Flux join after splitting table with many tags

I am coming from InlfuxDB 1.8 and try learn Flux to develop tasks that replace my continuous queries. I am still writing the data through the v1 compatibility interface.

One of my challenges is with a measurement that required several nested queries with InfluxQL to aggregate the data. I am now trying to do that in Flux and I believe I can do that by splitting the columns in two different data pipelines.

data = from(bucket: "zvm")
  |> range(start: v.timeRangeStart, stop: v.timeRangeStop)
  |> filter(fn: (r) => r["_measurement"] == "sytcup")
  |> group(columns: ["cpu", "_value"], mode: "except")
  |> drop(columns: ["cpu"])

data1 = data
  |> filter(fn: (r) => r["_field"] =~ /.*_meter$/)
  |> sum()

data2 = data
  |> filter(fn: (r) => r["_field"] !~ /.*_meter$/)
  |> max()

How do I join those two sets of tables again for further processing? Even when I specify all the tags in the “on” parameter, I get those all doubled for each of the input tables, which is a royal mess.
The alternative is to duplicate the further processing and write the aggregates separately.

-Rob

Hello @rvdheij,
You have a couple options here.

  1. when you perform a join, join on all like columns to reduce the duplicates (so for instance join on “_time”, “_measurement”, “cpu”, and any other tags that have the same value across data1 and data2.

Aim of the exercise: Shorten the paragraph in the forum thread above that begins "One of my challenges," keeping its main facts.

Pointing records
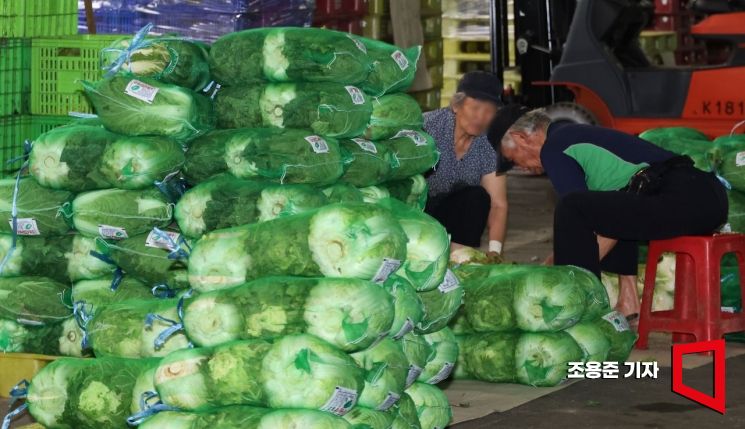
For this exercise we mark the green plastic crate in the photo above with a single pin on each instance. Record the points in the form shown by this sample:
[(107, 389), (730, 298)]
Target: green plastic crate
[(15, 130), (38, 18), (41, 124), (58, 66), (15, 76)]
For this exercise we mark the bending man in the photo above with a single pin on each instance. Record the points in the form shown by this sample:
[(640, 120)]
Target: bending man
[(615, 190)]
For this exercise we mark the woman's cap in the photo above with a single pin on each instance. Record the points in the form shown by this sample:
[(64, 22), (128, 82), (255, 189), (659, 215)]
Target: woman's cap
[(482, 86)]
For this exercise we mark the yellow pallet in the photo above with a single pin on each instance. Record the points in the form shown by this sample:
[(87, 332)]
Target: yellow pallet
[(466, 63), (433, 52), (428, 100), (658, 41), (471, 49), (15, 367), (380, 27), (382, 7), (435, 73), (470, 29), (512, 78)]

Written answer: One measurement needed several nested InfluxQL queries to aggregate its data. In Flux, I'm trying to do this by splitting the columns into two separate data pipelines.